They get all the privileges!

I wasn't allowed to play football/soccer...

I was bright, but some of my teacher's only thought I was a big trouble maker, because I wasn't quiet and girly like the others...

This is not fair.

Cameron never allowed me to get on that pitch and play football. IT WASN'T FAIR. IT WASN'T FAIR. WHY AM I NOT A BOY? WHY THE HELL AM I A GIRL? WHAT IN THE ACTUAL FUCK DID I DO TO DESERVE A GIRL BODY! FUCK YOU ALL!

Kinji...

He was the only one who wanted me to join. But I couldn't. He couldn't do anything about... yet he still gave me encouragement, despite being teased and frowned upon...

Thank you so much, Kin... what you said back then was very important to me, you know?

They told me I wasn't good. WHAT KIND OF A FUCKING EXCUSE WAS THAT? THEY HADN'T SEEN ME FUCKING PLAY IN A WHOLE YEAR? WHAT FUCKING SAY DO YOU HAVE, IF I'M GOOD OR NOT? FUCK YOU

WHY, WHY DID THIS HAVE TO HAPPEN? THIS ISN'T FAIR, I WANT TO BE A BOY, THIS IS NOT FAIR!

At home, I used to cry about this...

I shrugged it off at school... it wasn't fair... I WANT TO BE A BOY, I WANT TO BE A BOY!

Kinji, I cannot thank you more for what you had said before, for if it hasn't been for you, I woulda completely quit on a game i loved. Thank you. Thank you!

And to my teacher, thank you so, so much for forcing me into that game. Thank you, thank you, thank you!

It means so much to me...

I will never forget those lonely, longing days sitting just outside the pitch, watching something snatched away from me due to my gender.

They were so privileged it was stupid. Several times they failed so terribly I sneered at them.

I wasn't fair... it wasn't fair... it wasn't fair...

It wasn't fair

I remember Eugene's little sister, one year younger than us, was allowed to play on the other side, where the other grades played, but only because her brother was so good. SHE wasnt

I don't think I can ever be able to forgive anyone for the pain they inflicted on me. I will never forget or forgive.

I remember I tackled Eugene, but, he tackled me back and he scored. If anyone had a working brain, they'd figure out that if it weren't for me, the ball would already be inside the goal

I was critized so much. I don't think they didn't realize, I was simply critized cuz i was a girl.

It hurt.

Kin... thank you so much for pulling me through that...

Even on that day I scored 3 goals in 30 minutes... I was happy, I was the top scorer

Yet something inside of me burned like fire, hating and hating everyone who thought I sucked because I was a girl. I hated them so much inside... because they had something I knew I would never get, took it all for granted, them discriminated those who didn't have it...

I hate them, to this day

I hate them inside so much

You know. This must be what Sachiko felt like. She saw life, and she took it away because she didn't have that, and her life was taken from her all the same. She knew how much everyone else was suffering

Inside me, I want to strip Cameron and the others of their gender privileges... and I to see how they feel. I want to hurt them as much as they hurt me... I want them to know how much it hurts.

Maybe I understand Sachiko very well. Maybe I'm a psychopath. Or maybe I've just been hurt a lot. I don't know... but I always feel that I need revenge for that, you know?
^^^^^^^^^^^^^^^^
Written request A:
Would you reproduce a passage from the text about being kept off the football pitch, beginning at the words "And to my teacher, thank" and stopping after "sneered at them."?

Records shown:
^^^^^^^^^^^^^^^^
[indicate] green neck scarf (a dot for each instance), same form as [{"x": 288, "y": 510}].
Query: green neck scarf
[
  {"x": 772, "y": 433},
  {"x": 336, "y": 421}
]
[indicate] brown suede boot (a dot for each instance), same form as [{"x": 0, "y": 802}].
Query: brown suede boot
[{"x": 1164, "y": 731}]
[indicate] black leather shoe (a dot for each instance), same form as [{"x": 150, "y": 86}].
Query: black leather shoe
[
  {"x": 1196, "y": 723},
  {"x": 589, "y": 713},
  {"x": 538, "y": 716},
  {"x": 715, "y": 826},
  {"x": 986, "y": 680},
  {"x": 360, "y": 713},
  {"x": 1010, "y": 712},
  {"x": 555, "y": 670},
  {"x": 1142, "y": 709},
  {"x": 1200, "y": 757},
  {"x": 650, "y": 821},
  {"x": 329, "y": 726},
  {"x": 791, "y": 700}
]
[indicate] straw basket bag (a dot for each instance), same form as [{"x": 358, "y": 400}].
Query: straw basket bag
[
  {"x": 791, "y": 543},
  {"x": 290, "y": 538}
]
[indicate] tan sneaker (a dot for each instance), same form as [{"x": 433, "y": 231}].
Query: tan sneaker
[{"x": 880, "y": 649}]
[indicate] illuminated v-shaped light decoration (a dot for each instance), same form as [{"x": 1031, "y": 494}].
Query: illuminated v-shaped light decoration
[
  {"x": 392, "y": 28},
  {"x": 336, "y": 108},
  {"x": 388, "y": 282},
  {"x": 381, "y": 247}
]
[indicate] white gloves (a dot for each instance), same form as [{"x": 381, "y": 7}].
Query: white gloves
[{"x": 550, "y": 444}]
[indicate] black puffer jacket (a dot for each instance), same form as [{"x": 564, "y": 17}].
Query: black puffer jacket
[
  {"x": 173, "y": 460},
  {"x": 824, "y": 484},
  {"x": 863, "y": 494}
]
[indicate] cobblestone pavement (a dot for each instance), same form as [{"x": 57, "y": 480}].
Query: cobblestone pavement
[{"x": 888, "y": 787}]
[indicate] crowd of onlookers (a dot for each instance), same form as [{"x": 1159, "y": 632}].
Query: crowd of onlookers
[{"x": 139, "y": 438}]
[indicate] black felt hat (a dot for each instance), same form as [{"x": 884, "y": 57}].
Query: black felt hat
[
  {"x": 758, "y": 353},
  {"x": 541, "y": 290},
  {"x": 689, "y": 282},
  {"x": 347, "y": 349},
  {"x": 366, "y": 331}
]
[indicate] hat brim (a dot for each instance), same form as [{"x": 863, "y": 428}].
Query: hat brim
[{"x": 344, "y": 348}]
^^^^^^^^^^^^^^^^
Written request B:
Can you write out the lines of the listing, beginning at the line that has "[indicate] black puffer" and stopping after the last line of the listing?

Written solution A:
And to my teacher, thank you so, so much for forcing me into that game. Thank you, thank you, thank you!

It means so much to me...

I will never forget those lonely, longing days sitting just outside the pitch, watching something snatched away from me due to my gender.

They were so privileged it was stupid. Several times they failed so terribly I sneered at them.

Written solution B:
[indicate] black puffer jacket (a dot for each instance), same form as [{"x": 564, "y": 17}].
Query: black puffer jacket
[
  {"x": 173, "y": 460},
  {"x": 824, "y": 484},
  {"x": 863, "y": 494}
]
[indicate] cobblestone pavement (a dot for each instance), same form as [{"x": 57, "y": 480}].
Query: cobblestone pavement
[{"x": 888, "y": 787}]
[indicate] crowd of onlookers (a dot for each instance), same form as [{"x": 1159, "y": 632}].
Query: crowd of onlookers
[{"x": 139, "y": 438}]
[indicate] black felt hat (a dot for each instance), same form as [{"x": 884, "y": 57}].
Query: black felt hat
[
  {"x": 758, "y": 353},
  {"x": 541, "y": 290},
  {"x": 689, "y": 282},
  {"x": 347, "y": 349},
  {"x": 366, "y": 331}
]
[indicate] hat brim (a dot for each instance), same form as [{"x": 863, "y": 428}].
Query: hat brim
[{"x": 344, "y": 348}]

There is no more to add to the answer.